Текст книги "Революция низких смыслов"
Автор книги: Капитолина Кокшенева
Жанр:
Критика
сообщить о нарушении
Текущая страница: 11 (всего у книги 18 страниц)
Сумерки
«Степная книга» Олега Павлова
«Степная книга» Олега Павлова – это жизнь конвойных частей вокруг лагерей (с заключенными) в Средней Азии конца 1980-х годов. Книга собрана из рассказов, что писались в разное время, но повествование в них целостное – скрепленное тем некнижным духом переживаемого, что всегда свойствен произведениям с автобиографическим корнем.
Первую часть – «Караульные элегии», – пожалуй, отличает даже и некоторый скупой лиризм, как, например, в первом рассказе, где мухи с солдатиками разделяют настроение жизни и скудную трапезу: «К сумеркам мухи пустынные летали тяжело, дремотно и предпочитали вовсе не летать, а опуститься солдату на плечо или на веко, чтобы отдохнуть». Но в лиризме Павлова совсем не будет слащавой красоты, ибо никакая «стандартная» красота невозможна там, где «пустыня нежно розовеет ожоговой гладью» (здесь и далее курсов мой. – К.К.), где горюющему днем у котелка с резиновой кашей солдату снятся ночью сны – все сплошь о пищевом довольстве, а золотых рыбок (символ вольной красоты и покоя) сам же караульный, к ним приставленный, отравил, накормив их табачком: «Ему было интересней поглядеть, как рыбки сожрут табак, будут мучаться и сдохнут, нежели маяться на посту, когда они часами плавали, сверкая золотой чешуей». (Впрочем, рассказ о золотых рыбках входит не в эту, а в третью часть.)
•••
Задание A: Как называется первая часть книги согласно тексту о «Степной книге» Олега Павлова?
Задание B: Продолжите текст о «Степной книге» Олега Павлова, начав сразу после его последнего предложения.

Представленные данные:
•••
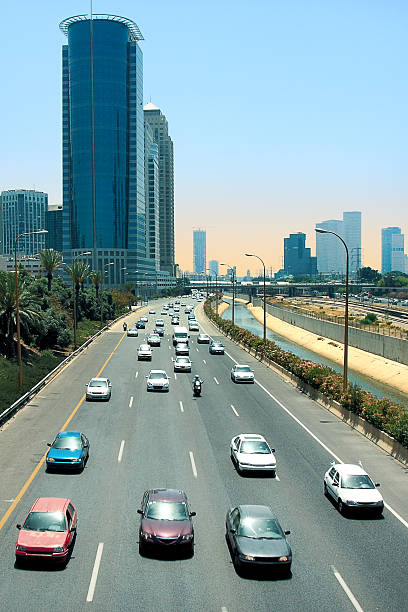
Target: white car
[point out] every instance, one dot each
(182, 364)
(351, 487)
(242, 373)
(157, 381)
(252, 452)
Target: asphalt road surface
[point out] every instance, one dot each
(141, 440)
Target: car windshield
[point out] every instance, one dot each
(255, 448)
(360, 481)
(68, 443)
(260, 528)
(45, 521)
(167, 511)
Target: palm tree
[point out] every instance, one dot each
(29, 307)
(50, 260)
(96, 277)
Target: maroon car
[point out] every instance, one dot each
(166, 521)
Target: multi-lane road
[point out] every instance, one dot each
(142, 440)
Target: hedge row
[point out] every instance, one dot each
(382, 413)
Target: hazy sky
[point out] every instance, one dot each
(283, 113)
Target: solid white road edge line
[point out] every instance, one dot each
(95, 571)
(122, 444)
(347, 590)
(193, 466)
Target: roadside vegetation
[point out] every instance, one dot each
(384, 414)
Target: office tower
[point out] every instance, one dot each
(297, 258)
(387, 245)
(158, 122)
(152, 197)
(213, 266)
(103, 146)
(330, 252)
(24, 210)
(199, 251)
(53, 223)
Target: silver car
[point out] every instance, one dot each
(99, 388)
(182, 364)
(157, 380)
(144, 353)
(242, 373)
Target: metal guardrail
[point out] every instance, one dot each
(6, 414)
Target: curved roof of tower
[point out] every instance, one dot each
(150, 106)
(134, 32)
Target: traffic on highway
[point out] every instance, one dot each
(174, 471)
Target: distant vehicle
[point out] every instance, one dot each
(216, 348)
(256, 539)
(166, 521)
(98, 388)
(144, 353)
(132, 332)
(242, 373)
(182, 364)
(157, 380)
(69, 451)
(352, 489)
(251, 452)
(48, 532)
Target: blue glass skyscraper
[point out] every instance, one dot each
(103, 145)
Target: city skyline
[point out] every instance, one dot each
(333, 141)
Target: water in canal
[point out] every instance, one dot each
(243, 318)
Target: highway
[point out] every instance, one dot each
(141, 440)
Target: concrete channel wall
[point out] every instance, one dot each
(395, 349)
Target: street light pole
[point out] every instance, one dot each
(345, 361)
(262, 262)
(20, 365)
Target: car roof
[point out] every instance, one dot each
(50, 504)
(167, 495)
(256, 511)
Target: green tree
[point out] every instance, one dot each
(50, 260)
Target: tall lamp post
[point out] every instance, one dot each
(262, 262)
(20, 366)
(345, 362)
(233, 292)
•••
Ответ A: «Караульные элегии».

Ответ B:
«Записки из-под сапога» (часть вторая) более драматичны. Свойственный всему повествованию ритм нарастания жесткости становится все очевиднее: форма человеческих переживаний очерчена резко, почти графически. В рассказах нет узора, нет света, мала цветовая насыщенность – у этой казарменной и караульной жизни черно-белая пленка. Олег Павлов как бы все время занят повторением одних и тех же состояний, обозначенных словами одного из героев: «И жить не хотелось, маловатой делалась жизнь». Эта ее «маловатость», утесненность возникает не только оттого, что в солдатской массе всякий есть прежде всего служивая единица и все поделены на начальников и подчиненных, на мучителей и мучимых, но еще и потому, что тут и мучителям жить паскудно, и начальникам – невмоготу. О чувствах ефрейтора Стрешнева к чахоточному старику-зеку писатель говорит так: «Санька склонился над ним из жалости. Вот же из такой жалости, из какой не обогреть мог, а пристрелить… Ведь лежит на сырой земле старик и видом своим мучает». Неким постоянным влечением – избавиться от мучений и мучителей – пронизаны многие рассказы. «Заговорить», «отвлечь» эту хворобу душевную пытается и другой герой, вверивший душу свою службе государственной, – Глотов: он покупает гармонь своему сыну-полудурку, отвлекая его и себя от жизни безрадостной. Эта не играющая, а воющая гармонь (ибо безумец ее терзает, а сам мычит, воет, стонет) – яркий символ павловской прозы. Символ расстроенного мира, в котором неизбывно растворена ноющая боль. Вот и котелок, символ солдатской жизни. О нем в «Степной книге» сказано: «Котелок – это такое приспособление, из которого солдат ест и пьет, чтобы дольше пожить на свете».
Правда и то, что в рассказах Олега Павлова много бытовизмов (тут и больничка, и казарма, и казенные кабинеты, и караул, и двор-плац с двумя чахлыми деревцами) – однако вся эта конкретика символична, ибо во всяком рассказе найдется «ненужная вещь» – как муха, ящерки, деревце, гармонь, попугай, золотая рыбка, – и именно она, неуместная и ненужная, довершит до полноты смысла всякий быт и грубую реальность.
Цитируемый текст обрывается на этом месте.